- TASK STATEMENT
When you reach the line containing "Box every wristwatch" in the records below, start copying exactly, and stop once you have copied the line containing "Box every wooden".

[Opening PROVIDED RECORDS section]

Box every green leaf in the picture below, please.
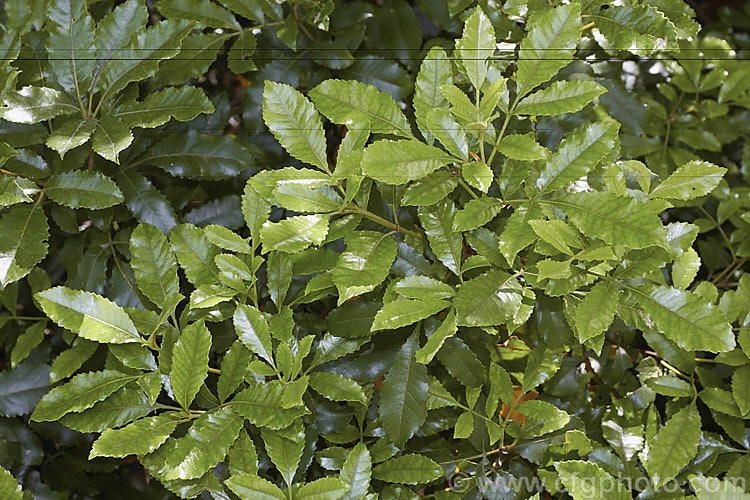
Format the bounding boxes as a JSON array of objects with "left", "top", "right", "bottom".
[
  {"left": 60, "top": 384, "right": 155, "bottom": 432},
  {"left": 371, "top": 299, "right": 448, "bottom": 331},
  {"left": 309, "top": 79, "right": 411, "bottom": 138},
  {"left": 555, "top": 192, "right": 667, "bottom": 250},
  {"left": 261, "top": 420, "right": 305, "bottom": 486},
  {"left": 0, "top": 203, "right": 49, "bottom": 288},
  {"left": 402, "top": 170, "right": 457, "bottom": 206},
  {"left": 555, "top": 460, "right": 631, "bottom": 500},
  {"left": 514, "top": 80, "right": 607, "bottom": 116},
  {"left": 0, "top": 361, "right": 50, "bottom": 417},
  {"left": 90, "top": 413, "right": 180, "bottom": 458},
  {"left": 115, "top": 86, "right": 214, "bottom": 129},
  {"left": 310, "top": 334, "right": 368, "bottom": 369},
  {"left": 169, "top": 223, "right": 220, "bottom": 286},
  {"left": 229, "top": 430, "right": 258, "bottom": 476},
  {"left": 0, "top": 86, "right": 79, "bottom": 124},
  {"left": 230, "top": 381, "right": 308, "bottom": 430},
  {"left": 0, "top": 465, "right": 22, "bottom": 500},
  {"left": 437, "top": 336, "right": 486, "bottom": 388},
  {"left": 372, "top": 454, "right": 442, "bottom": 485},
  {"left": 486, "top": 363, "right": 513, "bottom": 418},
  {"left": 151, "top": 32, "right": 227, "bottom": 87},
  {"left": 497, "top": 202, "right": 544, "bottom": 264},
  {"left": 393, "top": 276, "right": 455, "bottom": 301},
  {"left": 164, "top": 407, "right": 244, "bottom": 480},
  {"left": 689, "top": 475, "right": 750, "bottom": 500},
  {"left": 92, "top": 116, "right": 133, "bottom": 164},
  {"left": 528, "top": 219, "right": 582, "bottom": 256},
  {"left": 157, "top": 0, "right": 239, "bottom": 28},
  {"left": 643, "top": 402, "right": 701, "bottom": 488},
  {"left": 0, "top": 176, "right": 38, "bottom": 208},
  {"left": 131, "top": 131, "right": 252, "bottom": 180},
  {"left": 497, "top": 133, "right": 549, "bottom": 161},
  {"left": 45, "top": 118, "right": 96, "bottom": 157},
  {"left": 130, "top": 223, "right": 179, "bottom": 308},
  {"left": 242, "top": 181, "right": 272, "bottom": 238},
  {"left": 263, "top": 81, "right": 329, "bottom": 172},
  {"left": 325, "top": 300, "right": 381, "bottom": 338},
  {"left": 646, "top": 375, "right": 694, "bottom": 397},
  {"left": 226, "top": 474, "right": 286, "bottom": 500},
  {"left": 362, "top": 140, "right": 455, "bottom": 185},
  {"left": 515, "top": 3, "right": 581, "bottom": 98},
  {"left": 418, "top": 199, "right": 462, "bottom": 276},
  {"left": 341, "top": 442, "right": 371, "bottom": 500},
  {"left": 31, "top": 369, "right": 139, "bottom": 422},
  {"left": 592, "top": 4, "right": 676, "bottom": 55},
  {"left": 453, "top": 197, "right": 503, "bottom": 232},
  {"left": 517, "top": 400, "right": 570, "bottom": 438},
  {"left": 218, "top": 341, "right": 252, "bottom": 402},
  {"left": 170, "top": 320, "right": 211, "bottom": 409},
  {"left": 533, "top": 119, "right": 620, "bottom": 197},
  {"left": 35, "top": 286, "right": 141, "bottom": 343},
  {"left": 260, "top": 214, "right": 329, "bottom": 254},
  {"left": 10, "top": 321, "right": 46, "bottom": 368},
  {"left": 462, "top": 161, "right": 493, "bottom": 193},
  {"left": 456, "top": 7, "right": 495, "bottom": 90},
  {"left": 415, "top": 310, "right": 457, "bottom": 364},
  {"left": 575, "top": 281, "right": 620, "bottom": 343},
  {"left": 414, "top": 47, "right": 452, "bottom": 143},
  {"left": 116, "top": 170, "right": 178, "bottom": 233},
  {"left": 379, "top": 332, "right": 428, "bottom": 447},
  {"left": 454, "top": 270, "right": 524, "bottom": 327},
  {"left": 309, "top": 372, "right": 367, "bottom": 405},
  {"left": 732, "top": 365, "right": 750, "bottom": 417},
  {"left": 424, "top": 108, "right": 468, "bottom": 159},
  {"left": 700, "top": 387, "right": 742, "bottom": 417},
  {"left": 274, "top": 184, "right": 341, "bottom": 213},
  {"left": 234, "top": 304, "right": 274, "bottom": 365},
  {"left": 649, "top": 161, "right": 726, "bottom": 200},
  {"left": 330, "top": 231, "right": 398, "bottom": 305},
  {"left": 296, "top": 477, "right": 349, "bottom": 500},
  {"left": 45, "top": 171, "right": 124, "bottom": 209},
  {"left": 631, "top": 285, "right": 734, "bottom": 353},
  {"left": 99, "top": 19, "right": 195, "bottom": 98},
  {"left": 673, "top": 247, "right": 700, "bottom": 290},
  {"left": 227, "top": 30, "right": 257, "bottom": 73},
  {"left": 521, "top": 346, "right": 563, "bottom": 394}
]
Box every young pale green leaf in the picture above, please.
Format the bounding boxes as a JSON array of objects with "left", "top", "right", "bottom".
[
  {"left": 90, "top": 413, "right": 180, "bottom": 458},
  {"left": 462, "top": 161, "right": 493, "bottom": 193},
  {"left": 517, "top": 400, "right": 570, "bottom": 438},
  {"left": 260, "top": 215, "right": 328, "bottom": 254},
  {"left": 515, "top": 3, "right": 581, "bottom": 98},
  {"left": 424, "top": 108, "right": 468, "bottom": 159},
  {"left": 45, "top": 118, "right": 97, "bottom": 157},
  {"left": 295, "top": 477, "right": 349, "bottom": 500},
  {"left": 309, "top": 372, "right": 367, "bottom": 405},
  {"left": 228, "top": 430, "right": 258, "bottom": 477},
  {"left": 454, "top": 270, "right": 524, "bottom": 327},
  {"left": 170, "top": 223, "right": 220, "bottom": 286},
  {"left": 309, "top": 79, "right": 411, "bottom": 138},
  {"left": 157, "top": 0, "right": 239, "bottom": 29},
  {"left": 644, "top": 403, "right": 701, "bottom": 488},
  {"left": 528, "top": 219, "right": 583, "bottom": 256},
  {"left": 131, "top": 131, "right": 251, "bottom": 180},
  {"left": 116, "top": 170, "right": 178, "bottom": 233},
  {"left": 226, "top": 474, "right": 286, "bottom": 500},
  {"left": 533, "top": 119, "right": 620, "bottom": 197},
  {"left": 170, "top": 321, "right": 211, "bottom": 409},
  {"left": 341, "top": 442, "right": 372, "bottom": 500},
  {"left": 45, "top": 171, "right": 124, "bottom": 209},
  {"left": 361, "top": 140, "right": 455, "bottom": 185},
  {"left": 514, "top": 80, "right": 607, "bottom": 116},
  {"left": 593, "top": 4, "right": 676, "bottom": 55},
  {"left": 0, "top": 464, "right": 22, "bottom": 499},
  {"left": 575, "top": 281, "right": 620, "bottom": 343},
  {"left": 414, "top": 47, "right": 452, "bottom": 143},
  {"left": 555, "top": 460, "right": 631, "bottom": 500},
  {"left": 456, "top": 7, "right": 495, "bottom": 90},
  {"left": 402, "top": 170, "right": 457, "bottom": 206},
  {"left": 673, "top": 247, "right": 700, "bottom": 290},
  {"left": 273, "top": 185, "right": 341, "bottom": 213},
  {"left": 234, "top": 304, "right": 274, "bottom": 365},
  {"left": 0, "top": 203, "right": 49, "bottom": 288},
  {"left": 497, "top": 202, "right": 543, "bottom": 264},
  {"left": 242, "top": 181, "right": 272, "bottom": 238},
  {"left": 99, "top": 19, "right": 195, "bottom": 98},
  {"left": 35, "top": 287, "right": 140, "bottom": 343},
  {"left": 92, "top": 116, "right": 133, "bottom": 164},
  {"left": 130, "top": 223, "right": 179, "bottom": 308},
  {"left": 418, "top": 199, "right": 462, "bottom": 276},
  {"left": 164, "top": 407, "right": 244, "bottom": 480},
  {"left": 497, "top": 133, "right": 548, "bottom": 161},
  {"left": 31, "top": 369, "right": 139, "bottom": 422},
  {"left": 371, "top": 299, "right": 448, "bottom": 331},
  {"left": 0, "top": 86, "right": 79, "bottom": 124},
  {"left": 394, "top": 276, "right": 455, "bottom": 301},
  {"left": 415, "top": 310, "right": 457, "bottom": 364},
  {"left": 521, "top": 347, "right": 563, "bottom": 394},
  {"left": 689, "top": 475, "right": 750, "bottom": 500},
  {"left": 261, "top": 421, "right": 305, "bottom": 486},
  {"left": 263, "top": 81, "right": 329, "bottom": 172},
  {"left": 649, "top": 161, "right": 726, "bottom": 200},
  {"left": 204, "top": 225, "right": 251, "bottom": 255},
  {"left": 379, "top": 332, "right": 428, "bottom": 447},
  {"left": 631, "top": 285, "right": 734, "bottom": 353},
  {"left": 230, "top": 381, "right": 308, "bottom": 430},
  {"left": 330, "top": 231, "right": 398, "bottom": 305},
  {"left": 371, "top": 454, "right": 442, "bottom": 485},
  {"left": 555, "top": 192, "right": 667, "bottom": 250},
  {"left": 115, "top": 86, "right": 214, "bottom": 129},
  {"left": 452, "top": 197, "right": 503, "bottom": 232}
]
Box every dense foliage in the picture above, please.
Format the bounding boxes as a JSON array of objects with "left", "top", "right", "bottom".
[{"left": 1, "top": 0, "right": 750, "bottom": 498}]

[Closing PROVIDED RECORDS section]
[Opening PROVIDED RECORDS section]

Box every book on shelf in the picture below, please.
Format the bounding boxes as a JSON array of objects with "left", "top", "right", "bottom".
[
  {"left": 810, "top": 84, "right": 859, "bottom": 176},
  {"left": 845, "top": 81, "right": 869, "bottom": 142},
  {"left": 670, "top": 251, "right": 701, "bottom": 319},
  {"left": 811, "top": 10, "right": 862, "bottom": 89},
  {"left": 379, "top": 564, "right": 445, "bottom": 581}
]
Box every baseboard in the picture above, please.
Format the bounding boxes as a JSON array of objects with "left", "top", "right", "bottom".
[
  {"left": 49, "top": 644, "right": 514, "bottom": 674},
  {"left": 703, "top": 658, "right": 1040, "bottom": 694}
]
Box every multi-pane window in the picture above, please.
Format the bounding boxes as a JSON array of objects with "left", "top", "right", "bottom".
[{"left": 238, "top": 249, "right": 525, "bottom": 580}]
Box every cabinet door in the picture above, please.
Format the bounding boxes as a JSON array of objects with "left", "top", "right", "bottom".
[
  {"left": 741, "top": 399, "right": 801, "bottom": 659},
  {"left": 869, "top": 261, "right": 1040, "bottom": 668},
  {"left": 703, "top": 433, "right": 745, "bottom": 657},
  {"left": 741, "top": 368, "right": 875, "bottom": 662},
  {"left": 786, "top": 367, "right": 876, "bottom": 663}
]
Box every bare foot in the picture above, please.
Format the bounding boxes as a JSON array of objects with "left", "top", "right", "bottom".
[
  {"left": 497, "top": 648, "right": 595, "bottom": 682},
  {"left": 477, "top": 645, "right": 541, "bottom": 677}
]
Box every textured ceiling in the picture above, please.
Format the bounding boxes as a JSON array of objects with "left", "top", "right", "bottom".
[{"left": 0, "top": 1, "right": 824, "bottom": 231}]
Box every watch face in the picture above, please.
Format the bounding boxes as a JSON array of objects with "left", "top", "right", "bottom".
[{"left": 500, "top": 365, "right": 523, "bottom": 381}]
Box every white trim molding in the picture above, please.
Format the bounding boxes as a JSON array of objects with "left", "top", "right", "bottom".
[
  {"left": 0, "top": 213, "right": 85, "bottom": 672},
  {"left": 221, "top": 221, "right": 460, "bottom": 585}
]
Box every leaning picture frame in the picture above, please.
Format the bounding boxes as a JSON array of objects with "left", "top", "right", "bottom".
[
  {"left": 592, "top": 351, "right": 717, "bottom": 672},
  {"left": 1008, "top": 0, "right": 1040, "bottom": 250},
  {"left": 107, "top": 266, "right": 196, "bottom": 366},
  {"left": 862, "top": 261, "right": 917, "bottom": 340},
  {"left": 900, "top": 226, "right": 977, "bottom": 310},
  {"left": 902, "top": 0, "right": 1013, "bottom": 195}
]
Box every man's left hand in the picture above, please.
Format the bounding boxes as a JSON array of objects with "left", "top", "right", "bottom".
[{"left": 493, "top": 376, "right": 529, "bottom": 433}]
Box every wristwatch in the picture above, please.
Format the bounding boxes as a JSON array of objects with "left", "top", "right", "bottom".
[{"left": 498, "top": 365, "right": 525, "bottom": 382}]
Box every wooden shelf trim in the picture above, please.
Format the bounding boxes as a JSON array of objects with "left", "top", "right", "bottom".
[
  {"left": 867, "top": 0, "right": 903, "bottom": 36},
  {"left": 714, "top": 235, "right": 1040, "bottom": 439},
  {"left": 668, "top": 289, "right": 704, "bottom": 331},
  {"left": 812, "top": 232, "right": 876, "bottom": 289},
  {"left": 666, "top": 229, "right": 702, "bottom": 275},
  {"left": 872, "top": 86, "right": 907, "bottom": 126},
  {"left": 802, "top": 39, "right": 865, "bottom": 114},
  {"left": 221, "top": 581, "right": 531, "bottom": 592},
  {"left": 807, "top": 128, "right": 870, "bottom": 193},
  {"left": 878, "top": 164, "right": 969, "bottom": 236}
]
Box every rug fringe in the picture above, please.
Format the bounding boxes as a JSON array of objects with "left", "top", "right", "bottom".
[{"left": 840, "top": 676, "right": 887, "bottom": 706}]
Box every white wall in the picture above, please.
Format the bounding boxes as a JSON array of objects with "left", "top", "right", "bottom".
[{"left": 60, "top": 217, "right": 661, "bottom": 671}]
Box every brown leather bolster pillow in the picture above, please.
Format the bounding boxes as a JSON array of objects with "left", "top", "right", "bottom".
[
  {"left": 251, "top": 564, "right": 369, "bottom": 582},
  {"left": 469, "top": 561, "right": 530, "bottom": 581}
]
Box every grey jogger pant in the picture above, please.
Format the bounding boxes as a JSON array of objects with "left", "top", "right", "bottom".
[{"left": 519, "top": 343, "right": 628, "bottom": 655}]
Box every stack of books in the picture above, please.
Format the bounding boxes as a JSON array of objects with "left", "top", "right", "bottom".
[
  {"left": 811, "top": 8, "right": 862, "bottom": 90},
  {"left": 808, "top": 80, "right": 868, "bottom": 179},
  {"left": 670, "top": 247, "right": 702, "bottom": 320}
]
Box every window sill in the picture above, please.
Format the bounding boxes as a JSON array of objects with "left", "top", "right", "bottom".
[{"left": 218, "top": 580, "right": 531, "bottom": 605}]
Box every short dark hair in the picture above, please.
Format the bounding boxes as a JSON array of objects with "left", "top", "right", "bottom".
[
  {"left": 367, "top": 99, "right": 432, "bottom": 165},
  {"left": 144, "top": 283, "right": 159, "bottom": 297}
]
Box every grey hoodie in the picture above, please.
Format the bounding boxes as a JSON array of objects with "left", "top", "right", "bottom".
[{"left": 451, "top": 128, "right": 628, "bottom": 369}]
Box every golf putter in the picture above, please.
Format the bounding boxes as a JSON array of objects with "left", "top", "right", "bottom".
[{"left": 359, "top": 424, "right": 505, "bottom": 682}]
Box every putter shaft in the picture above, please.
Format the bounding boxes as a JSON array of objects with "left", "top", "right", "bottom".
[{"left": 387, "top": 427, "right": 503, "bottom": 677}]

[Closing PROVIDED RECORDS section]

- COMPLETED EXERCISE
Box every wristwatch in the picture above, please.
Format the bounding boxes as a JSON array of objects with "left", "top", "right", "bottom".
[{"left": 498, "top": 365, "right": 525, "bottom": 382}]
Box every wooden shelf trim in the picture above, please.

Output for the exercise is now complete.